======== Source passage ========

A motion to correct is authorized by Practice Book § 19-12, and seeks to: (1) strike facts found by the referee, or add further facts; (2) state the claims of the parties as presented to the referee; and (3) set forth rulings, including decisions on evidence, made by the referee.
An exception asks the court to correct the referee's report to the extent that a party's motion to correct on the same subject has been denied by the referee. A court is authorized to make such a correction only if a material fact "has been found without evidence," or the referee has "failed to find an admitted or undisputed fact, or has found a fact in such doubtful language that its real meaning does not appear." Practice Book § 19-13.
In terms of the standard of review of an attorney trial referee's report, the lack of a motion to correct and exceptions to the report means that the factual findings of the referee must be accepted by this court. "[f]ailure to comply with the rules of practice governing procedures by which a party may challenge the findings of fact and factual conclusions of the attorney referee proves fatal to this claim." Tarka v. Filipovic, 45 Conn. App. 46, 54, 694 A.2d 824 (1997).
In any event, "[a] reviewing authority may not substitute its findings for those of the trier of the facts. This principle applies no matter whether the reviewing authority is the Supreme Court . . . the Appellate Court . . . or the Superior Court reviewing the findings of . . . attorney trial referees. See Practice Book [§ 19-17]. . . . The factual findings of a [trial referee] on any issue are reversible only if they are clearly erroneous. . . . [A reviewing court] cannot retry the facts or pass upon the credibility of the witnesses. . . . A finding of fact is clearly erroneous when there is no evidence in the record to support it . . . or when although there is evidence to support it, the reviewing court on the entire evidence is left with the definite and firm conviction that a mistake has been committed." (Citations omitted; internal quotation marks omitted.) Elgar v. Elgar, 238 Conn. 839, 848-49, 679 A.2d 937 (1996).

========

Try it — Condense the paragraph of the passage on attorney trial referee reports that begins "An exception asks the court" into a shorter version, keeping its main facts. Use only the passage on attorney trial referee reports as your source.

======== Data section ========

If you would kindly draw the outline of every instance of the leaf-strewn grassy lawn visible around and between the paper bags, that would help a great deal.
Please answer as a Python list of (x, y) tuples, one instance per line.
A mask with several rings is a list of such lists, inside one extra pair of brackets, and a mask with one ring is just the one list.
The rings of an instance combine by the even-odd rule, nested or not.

========

Output —
An exception asks the court to correct a referee's report on a subject where the referee denied a party's motion to correct. Under Practice Book § 19-13, the court may do so only if:
- a material fact was found without evidence;
- the referee failed to find an admitted or undisputed fact; or
- a fact was found in language so doubtful that its real meaning does not appear.